[Excerpted text]:
····················
4/9 — UTC at the Movies (1)

  I've set this up so that today we're looking directly at the "texts" of Uncle Tom on film. Then for Wednesday we'll look at materials that will contextualize the biggest movie version, and give us one cinematic way to bring the story of Stowe's story into our times. But first, a different way to view the films, if you're interested:

      All the movie clips I'll ask you to see are available online through links below, but if you'd rather watch whole movies, I've asked the Robertson Media Center to put 7 items on reserve. You can see the list by clicking on the link above.

  • Selling Uncle Tom: A Cultural Montage

  • MOVIES HOMEPAGE   Start by reading this page, to get a brief introduction to UTC ON FILM.
····················
Object pointing dataset rows:

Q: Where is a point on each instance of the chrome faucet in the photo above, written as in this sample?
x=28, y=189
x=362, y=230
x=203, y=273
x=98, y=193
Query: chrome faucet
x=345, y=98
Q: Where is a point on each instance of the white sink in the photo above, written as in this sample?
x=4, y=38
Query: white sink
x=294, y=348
····················
[List of tasks]:
(a) Summarize the course page in two sentences.
(b) According to the course page, how many items has the Robertson Media Center been asked to put on reserve?
(c) Transcribe the course page from "4/9 — UTC at" to "the link above.".
The items are separate material with no connection to the course page.

[Worked solutions]:
(a) Today's session looks directly at the film "texts" of Uncle Tom, while Wednesday's will examine materials that contextualize the biggest movie version and offer one cinematic way to bring the story of Stowe's story into the present. All the assigned movie clips are available online through links, and for anyone who would rather watch whole movies, the Robertson Media Center has been asked to put 7 items on reserve.

(b) Seven items.

(c)
4/9 — UTC at the Movies (1)

  I've set this up so that today we're looking directly at the "texts" of Uncle Tom on film. Then for Wednesday we'll look at materials that will contextualize the biggest movie version, and give us one cinematic way to bring the story of Stowe's story into our times. But first, a different way to view the films, if you're interested:

      All the movie clips I'll ask you to see are available online through links below, but if you'd rather watch whole movies, I've asked the Robertson Media Center to put 7 items on reserve. You can see the list by clicking on the link above.